Object pointing dataset rows
- - - - -

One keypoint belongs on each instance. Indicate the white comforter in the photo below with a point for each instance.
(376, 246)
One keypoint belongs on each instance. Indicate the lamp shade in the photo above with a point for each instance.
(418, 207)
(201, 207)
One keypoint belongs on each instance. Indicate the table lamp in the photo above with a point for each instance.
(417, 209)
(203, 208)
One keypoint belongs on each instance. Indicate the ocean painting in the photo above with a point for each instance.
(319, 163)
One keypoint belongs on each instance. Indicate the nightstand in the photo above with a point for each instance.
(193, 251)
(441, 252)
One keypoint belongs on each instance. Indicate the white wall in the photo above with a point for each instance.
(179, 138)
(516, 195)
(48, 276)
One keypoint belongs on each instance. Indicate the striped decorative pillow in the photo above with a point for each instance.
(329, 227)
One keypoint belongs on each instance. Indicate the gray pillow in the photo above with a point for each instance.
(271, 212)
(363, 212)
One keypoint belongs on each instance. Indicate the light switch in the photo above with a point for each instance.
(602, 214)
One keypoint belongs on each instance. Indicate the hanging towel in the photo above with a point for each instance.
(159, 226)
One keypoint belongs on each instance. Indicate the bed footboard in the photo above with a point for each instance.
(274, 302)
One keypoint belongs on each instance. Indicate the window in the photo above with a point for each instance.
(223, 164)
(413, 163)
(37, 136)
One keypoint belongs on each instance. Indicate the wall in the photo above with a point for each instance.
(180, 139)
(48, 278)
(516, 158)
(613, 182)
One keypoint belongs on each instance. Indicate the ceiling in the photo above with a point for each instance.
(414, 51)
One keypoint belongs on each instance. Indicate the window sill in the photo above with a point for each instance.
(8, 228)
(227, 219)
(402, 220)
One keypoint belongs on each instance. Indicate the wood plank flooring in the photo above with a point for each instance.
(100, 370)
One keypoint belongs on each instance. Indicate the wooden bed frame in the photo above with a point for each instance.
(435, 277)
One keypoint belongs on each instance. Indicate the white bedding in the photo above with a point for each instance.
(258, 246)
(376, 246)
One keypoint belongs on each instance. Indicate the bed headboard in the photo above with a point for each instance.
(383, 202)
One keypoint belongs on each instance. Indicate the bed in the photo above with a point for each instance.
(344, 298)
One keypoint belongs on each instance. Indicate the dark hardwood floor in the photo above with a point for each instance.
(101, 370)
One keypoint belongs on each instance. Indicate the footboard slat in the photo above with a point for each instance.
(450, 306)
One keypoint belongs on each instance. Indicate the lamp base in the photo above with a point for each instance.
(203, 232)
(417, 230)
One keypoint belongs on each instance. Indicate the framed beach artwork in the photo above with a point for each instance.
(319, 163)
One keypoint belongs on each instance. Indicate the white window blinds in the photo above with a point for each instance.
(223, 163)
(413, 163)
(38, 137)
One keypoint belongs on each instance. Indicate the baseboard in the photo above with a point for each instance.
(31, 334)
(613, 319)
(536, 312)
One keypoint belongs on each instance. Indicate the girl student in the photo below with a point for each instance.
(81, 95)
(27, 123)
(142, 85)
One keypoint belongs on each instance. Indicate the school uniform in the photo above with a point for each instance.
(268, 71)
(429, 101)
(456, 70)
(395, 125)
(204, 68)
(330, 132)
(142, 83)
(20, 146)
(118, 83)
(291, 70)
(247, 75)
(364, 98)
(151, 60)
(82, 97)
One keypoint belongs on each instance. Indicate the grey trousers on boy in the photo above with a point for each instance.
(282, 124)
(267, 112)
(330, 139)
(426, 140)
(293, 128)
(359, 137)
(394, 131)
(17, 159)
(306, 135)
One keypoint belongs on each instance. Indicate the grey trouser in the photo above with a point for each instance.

- - - - -

Write the whole listing out again. Keep every line exactly as it is.

One keypoint belongs on each instance. Indicate the white comforter in the photo below with a point for each instance.
(376, 246)
One keypoint belongs on each instance. Indicate the lamp shade in the photo above with a point for each instance.
(418, 207)
(201, 207)
One keypoint belongs on each instance. Indicate the table lamp in the photo above with a point for each instance.
(417, 209)
(203, 208)
One keypoint belongs on each instance. Indicate the ocean painting in the photo above with a point for each instance.
(319, 163)
One keypoint belongs on each instance. Indicate the nightstand in the photo above with a point for each instance.
(193, 251)
(441, 252)
One keypoint belongs on each instance. Indicate the white wall in the photo above with a point for each instance.
(179, 138)
(516, 195)
(48, 276)
One keypoint belongs on each instance. Indicate the striped decorative pillow in the photo above with a point for each instance.
(329, 227)
One keypoint belongs on each instance. Indicate the gray pillow in the photo above with a point for each instance.
(271, 212)
(363, 212)
One keypoint belongs on each instance. Indicate the light switch in the photo above with a point for each instance.
(602, 214)
One keypoint belongs on each instance. Indicate the hanging towel in the photo above with a point for each instance.
(159, 226)
One keypoint belongs on each instance. Indicate the bed footboard in the photo above with a point for each instance.
(274, 302)
One keypoint belongs on each instance. Indicate the window in the photo above with a point for each instance.
(223, 164)
(413, 163)
(37, 136)
One keypoint belongs on each instance. Indicate the wall in the photo above with a point for each instance.
(180, 139)
(48, 278)
(516, 158)
(613, 182)
One keypoint belongs on each instance. Indicate the ceiling in the photo above with a point for each instance.
(414, 51)
One keypoint belongs on each instance. Indicate the window sill in the photo above with a point for each instance.
(8, 228)
(227, 219)
(402, 220)
One keypoint belongs on each instance. Indicate the wood plank flooring in the photo above with a point for each instance.
(100, 370)
One keypoint belongs on each instance. Indicate the wooden bed frame in the photo above with a point for each instance.
(435, 277)
One keypoint belongs on each instance. Indicate the white bedding in the photo above with a point for each instance.
(258, 246)
(376, 246)
One keypoint belongs on each instance. Indicate the bed headboard in the photo above with a point for each instance.
(383, 202)
One keypoint belongs on each instance. Indicate the bed in the photo above with a point for each instance.
(344, 298)
One keypoint belongs on each instance. Indicate the dark hardwood floor in the photo above with a point for each instance.
(101, 370)
One keypoint belongs on each instance. Indicate the footboard slat in the photo above with a point for each instance.
(450, 306)
One keypoint belongs on each instance. Indicate the lamp base in the photo above with a point for each instance.
(203, 232)
(417, 230)
One keypoint belongs on each instance. Indicate the framed beach artwork in the photo above with a point for each instance.
(319, 163)
One keypoint belongs on each instance. Indicate the white window blinds in the photo above with a point for each instance.
(223, 163)
(413, 163)
(38, 137)
One keypoint belongs on each instance. Indicate the baseboard in the photo above with a point for each instance.
(31, 334)
(613, 319)
(536, 312)
One keypoint belongs on each instance. Indicate the girl student in the photo below with a point for each instance.
(81, 95)
(27, 123)
(142, 85)
One keypoint belongs on each instance. Indicate the school uniform in the photo above with a point for each instance.
(268, 71)
(429, 101)
(456, 70)
(395, 125)
(204, 68)
(330, 132)
(142, 83)
(20, 146)
(118, 83)
(291, 70)
(247, 75)
(364, 98)
(151, 60)
(82, 97)
One keypoint belongs on each instance. Indicate the grey trousers on boy in the photo above with a point for each instance.
(282, 124)
(267, 112)
(330, 139)
(426, 140)
(293, 128)
(359, 137)
(394, 131)
(17, 159)
(306, 135)
One keypoint belongs on each instance. Indicate the grey trouser in the photo above with a point for each instance.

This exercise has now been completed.